* _SET EXERCISE_:
From the listing below, keep only the lines that contain the word "every" and copy each of them unchanged.
-- Start DATA ENTRIES --
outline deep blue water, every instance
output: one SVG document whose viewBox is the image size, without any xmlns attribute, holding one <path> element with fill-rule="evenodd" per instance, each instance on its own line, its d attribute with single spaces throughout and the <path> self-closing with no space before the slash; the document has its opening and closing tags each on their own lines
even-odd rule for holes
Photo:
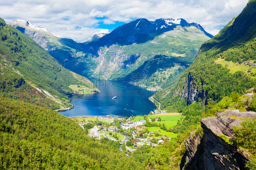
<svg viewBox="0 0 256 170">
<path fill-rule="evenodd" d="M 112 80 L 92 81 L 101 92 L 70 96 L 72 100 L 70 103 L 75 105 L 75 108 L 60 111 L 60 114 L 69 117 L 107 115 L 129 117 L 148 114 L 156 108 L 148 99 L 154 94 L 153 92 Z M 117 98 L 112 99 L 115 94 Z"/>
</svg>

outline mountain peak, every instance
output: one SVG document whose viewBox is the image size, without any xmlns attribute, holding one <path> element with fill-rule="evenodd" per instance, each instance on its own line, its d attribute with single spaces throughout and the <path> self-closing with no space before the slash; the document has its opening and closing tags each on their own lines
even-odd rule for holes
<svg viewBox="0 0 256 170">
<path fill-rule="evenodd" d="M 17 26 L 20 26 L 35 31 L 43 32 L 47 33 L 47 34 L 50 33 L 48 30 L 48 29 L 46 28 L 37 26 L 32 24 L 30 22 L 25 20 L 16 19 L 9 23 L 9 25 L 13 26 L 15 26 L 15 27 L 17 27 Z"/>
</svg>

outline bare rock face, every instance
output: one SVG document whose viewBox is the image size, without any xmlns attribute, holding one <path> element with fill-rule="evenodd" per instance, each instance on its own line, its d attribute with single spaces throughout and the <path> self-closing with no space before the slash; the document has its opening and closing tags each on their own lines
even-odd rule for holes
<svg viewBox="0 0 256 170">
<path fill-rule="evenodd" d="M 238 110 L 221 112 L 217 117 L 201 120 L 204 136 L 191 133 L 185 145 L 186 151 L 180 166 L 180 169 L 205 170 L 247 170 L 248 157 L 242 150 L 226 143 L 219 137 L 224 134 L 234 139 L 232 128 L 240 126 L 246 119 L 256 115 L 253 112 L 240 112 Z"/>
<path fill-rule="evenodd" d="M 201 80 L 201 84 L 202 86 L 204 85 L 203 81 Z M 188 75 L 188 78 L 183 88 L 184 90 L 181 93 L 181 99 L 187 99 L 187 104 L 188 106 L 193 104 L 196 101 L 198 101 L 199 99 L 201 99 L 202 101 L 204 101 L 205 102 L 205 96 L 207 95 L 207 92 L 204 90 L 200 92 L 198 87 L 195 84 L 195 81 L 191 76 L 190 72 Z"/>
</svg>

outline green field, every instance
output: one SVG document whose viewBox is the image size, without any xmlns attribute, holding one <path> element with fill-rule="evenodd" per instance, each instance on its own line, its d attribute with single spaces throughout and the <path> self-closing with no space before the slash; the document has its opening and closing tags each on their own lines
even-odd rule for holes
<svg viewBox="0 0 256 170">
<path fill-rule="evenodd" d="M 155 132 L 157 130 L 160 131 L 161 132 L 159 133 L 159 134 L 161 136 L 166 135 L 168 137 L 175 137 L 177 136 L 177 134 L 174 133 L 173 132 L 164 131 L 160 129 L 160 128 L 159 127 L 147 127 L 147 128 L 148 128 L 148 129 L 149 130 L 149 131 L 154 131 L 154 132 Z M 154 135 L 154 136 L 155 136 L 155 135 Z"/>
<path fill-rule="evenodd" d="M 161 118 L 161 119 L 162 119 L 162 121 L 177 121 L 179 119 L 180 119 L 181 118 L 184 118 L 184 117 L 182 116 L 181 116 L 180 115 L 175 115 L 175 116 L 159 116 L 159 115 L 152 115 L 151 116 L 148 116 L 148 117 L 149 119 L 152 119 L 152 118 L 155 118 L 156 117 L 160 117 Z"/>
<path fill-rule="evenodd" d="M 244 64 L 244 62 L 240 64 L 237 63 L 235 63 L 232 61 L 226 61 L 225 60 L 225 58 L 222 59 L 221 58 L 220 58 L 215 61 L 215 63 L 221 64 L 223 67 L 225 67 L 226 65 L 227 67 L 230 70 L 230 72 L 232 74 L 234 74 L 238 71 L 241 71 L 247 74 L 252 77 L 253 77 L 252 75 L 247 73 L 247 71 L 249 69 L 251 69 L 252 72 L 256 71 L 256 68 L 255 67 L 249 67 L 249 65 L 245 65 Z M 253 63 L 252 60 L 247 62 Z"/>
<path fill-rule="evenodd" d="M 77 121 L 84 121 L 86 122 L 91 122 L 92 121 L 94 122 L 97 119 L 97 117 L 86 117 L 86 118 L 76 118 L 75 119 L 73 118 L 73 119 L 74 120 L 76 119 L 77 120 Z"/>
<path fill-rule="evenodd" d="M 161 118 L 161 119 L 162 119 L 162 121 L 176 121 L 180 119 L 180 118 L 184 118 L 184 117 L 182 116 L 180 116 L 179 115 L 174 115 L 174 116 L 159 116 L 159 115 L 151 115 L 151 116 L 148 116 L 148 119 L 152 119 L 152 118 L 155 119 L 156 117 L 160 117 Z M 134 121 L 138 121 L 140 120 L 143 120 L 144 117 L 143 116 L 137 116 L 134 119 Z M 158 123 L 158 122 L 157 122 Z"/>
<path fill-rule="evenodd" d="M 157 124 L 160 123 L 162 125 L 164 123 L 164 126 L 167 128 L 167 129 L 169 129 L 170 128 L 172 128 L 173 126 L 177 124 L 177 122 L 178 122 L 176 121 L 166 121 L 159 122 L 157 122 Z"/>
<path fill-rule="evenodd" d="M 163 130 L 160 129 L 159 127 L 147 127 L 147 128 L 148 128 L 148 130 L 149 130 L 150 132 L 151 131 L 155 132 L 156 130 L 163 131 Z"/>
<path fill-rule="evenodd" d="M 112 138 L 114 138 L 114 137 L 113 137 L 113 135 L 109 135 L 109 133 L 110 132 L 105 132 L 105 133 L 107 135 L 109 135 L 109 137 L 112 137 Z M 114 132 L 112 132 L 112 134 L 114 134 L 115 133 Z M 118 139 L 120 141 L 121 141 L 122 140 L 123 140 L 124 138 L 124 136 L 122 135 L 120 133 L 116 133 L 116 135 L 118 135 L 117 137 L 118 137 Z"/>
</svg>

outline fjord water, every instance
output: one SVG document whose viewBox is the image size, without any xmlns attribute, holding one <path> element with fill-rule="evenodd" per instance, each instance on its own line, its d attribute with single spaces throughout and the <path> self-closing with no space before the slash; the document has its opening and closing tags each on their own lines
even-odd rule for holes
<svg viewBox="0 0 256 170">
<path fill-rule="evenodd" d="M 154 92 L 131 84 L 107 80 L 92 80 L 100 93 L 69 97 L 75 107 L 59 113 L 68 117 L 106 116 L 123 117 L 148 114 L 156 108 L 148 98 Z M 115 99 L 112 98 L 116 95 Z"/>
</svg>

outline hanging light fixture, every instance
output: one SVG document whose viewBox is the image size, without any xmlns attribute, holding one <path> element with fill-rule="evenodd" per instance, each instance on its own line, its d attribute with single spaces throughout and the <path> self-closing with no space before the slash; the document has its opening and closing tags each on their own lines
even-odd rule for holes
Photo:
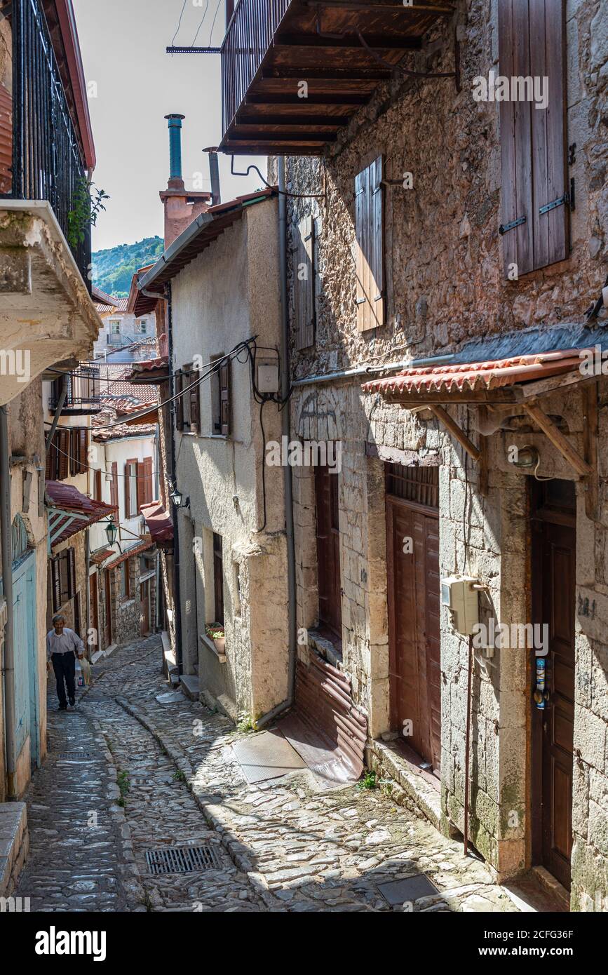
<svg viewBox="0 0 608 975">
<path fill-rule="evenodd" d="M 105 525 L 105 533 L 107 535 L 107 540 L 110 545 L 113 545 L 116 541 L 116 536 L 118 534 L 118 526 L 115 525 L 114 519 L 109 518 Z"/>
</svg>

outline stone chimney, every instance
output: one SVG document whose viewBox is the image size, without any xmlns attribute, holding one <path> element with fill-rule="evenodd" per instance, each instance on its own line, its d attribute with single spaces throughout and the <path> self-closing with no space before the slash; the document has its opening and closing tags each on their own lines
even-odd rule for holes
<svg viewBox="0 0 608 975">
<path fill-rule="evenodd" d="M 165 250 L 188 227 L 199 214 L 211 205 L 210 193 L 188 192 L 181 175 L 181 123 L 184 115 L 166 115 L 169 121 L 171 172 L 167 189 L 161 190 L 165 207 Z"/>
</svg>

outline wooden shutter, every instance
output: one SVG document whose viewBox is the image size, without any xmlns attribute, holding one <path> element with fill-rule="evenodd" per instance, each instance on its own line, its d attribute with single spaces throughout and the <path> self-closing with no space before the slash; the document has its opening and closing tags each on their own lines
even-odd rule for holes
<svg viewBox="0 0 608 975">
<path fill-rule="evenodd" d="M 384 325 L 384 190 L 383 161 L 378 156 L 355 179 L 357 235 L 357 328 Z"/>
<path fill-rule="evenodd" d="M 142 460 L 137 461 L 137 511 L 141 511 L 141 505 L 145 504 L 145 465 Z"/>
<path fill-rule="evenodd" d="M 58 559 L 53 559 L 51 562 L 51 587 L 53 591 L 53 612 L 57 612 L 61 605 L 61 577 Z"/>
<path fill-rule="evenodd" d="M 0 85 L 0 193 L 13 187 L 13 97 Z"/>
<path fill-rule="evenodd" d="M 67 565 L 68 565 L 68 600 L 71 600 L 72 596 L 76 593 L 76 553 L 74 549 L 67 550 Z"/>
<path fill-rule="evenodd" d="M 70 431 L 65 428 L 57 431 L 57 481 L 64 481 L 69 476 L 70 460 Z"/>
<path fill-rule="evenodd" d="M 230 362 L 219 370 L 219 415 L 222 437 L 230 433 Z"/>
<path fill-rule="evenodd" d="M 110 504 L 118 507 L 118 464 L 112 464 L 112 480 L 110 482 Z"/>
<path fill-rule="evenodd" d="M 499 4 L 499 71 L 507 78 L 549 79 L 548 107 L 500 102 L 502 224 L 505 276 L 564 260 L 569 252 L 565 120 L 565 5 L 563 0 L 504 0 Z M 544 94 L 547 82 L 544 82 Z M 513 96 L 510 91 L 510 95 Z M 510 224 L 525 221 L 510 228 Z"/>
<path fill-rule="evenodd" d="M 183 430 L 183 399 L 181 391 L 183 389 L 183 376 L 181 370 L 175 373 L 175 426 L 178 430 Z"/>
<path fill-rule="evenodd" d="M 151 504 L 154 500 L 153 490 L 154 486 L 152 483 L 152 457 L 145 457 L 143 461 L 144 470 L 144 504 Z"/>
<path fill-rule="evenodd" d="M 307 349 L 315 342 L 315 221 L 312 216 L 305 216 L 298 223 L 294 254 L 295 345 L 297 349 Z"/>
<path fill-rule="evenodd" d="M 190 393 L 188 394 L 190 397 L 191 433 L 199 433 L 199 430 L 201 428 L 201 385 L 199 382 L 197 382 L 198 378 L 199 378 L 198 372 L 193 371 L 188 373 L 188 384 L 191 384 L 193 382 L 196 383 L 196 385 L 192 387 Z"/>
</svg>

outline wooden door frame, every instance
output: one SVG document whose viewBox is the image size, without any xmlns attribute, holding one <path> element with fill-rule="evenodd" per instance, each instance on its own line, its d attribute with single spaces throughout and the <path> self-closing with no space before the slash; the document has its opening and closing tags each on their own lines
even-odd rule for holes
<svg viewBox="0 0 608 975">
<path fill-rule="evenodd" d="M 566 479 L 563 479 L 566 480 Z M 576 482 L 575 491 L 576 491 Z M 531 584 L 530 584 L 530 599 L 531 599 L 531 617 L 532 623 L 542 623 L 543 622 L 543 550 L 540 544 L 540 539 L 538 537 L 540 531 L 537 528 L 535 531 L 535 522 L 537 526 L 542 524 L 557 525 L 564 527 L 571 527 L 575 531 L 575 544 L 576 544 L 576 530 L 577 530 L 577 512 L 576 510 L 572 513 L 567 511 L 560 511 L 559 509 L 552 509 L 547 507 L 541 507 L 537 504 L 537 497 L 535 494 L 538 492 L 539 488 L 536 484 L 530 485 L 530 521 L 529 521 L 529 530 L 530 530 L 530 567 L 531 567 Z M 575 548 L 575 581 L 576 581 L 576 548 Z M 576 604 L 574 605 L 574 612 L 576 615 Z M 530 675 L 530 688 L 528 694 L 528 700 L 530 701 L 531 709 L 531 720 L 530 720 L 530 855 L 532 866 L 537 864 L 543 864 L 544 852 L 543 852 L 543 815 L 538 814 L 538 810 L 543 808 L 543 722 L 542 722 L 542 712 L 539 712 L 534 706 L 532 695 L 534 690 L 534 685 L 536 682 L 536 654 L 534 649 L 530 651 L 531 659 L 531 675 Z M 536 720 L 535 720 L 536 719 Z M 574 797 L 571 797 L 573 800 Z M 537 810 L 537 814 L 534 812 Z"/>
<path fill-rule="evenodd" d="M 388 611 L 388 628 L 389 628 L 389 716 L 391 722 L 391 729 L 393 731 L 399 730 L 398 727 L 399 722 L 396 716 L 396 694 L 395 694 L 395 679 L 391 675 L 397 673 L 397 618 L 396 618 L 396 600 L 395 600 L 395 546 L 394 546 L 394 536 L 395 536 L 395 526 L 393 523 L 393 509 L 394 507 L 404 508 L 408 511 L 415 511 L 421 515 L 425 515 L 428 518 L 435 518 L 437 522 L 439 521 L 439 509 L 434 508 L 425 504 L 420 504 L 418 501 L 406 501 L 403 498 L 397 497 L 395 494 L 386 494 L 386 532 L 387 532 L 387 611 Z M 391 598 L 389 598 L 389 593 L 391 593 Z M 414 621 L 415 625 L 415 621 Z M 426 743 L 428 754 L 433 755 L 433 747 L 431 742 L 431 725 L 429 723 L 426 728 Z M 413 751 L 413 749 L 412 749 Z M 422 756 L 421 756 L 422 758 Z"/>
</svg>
-- End DATA ENTRIES --
* _RESPONSE_:
outline deep blue water, every instance
outline mountain peak, every instance
outline bare rock face, every instance
outline green field, every instance
outline fjord water, every instance
outline hanging light fixture, every instance
outline stone chimney, every instance
outline wooden shutter, every instance
outline wooden door frame, every instance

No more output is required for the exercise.